* **RECORDS TO USE**:
+ + + +
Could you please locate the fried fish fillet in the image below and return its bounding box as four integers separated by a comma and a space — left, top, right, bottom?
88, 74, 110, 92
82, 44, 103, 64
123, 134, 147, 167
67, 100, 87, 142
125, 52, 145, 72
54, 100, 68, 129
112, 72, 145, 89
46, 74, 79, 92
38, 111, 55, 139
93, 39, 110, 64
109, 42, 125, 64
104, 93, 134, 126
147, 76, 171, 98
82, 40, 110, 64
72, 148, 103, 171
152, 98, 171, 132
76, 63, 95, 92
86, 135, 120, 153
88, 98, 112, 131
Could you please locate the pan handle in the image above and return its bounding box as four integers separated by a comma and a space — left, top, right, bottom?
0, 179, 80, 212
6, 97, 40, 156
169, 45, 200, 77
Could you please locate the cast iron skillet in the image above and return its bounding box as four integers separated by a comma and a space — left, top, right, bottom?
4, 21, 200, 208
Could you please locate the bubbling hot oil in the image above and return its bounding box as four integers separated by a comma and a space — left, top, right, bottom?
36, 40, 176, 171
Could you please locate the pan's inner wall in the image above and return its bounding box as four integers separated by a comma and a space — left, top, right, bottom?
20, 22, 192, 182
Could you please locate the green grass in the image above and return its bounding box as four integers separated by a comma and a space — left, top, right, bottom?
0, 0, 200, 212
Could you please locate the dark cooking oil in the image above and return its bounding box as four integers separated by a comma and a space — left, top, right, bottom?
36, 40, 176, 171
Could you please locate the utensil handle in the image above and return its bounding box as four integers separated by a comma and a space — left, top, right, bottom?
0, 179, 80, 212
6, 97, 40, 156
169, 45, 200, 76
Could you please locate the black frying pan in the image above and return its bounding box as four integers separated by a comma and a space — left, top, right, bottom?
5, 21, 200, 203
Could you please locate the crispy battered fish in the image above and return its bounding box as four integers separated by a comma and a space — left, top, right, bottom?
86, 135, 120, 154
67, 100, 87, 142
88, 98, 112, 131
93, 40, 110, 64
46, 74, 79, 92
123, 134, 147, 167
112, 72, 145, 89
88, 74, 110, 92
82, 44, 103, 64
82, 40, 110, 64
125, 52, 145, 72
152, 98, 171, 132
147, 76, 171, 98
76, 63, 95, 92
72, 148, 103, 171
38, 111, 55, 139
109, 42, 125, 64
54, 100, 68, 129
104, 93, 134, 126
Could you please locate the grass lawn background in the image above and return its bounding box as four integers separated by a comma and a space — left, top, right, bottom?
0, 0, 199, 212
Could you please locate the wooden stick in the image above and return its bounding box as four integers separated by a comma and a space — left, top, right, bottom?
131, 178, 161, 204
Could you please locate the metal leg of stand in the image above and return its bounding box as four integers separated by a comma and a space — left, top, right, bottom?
+ + + +
* **WHAT TO WORK ON**:
Please give the full set of data again exactly.

* **OUTPUT**:
Could you please locate the fried fish fillet in the image below and return its bounding box as four integers separated by a comma and a space — left, top, right, bottom?
88, 74, 110, 92
82, 44, 103, 64
123, 134, 147, 167
67, 100, 87, 142
125, 52, 145, 72
54, 100, 68, 129
112, 72, 145, 89
46, 74, 79, 92
38, 111, 55, 139
93, 39, 110, 64
109, 42, 125, 64
104, 93, 134, 126
147, 76, 171, 98
82, 40, 110, 64
72, 148, 103, 171
152, 98, 171, 132
76, 63, 95, 92
86, 135, 120, 153
88, 98, 112, 131
Could you please locate the pan handle in the image above and return its bounding box as four integers separated by a comma and a space — left, top, right, bottom?
0, 179, 80, 212
6, 97, 40, 156
169, 45, 200, 77
Could you please locate the cast iron skillet in the image above and return its bounding box as four integers separated by a comma and a space — left, top, right, bottom?
4, 21, 200, 208
Could you please locate the bubbling hot oil in the image above and return its bounding box as four integers separated by a comma and a space — left, top, right, bottom?
36, 40, 176, 171
Could you please locate the pan's inner wall in the image above and return its bounding box as four integers separated by a comma and a space — left, top, right, bottom?
20, 22, 192, 182
Could you please locate the green grass in the image above and return its bounding box as four integers separated by a comma and a space — left, top, right, bottom?
0, 0, 200, 212
Could you please locate the dark cooking oil in the image above and return its bounding box as four integers separated by a comma and a space — left, top, right, bottom?
36, 40, 176, 171
Could you please locate the utensil handle in the image above and return its bounding box as four integers separated by a comma and a space — left, top, right, bottom?
0, 179, 80, 212
6, 97, 40, 156
169, 45, 200, 76
Could you please locate the black frying pan in the image above and return its bounding box as four integers separated by a comma and a space — left, top, right, bottom?
5, 21, 200, 203
Could you please locate the crispy battered fish in the image above and return its bounding box as four integers separated by a comma and a space — left, top, right, bottom?
86, 135, 120, 154
67, 100, 87, 142
88, 98, 112, 131
93, 40, 110, 64
46, 74, 79, 92
123, 134, 147, 167
112, 72, 145, 89
88, 74, 110, 92
82, 44, 103, 64
82, 40, 110, 64
125, 52, 145, 72
152, 98, 171, 132
147, 76, 171, 98
76, 63, 95, 92
72, 148, 103, 171
38, 111, 55, 139
109, 42, 125, 64
54, 100, 68, 129
104, 93, 134, 126
Could you please locate the grass lawn background in the image above and return its bounding box as four integers separated by a comma and a space — left, top, right, bottom?
0, 0, 199, 212
Could you please locate the wooden stick in the image above and return its bounding box as four integers separated by a comma and a space — left, top, right, bottom?
131, 178, 161, 204
Could you please locate the metal leg of stand in the image above and return its bounding box as four integers separated by a comma and a space — left, top, right, bottom?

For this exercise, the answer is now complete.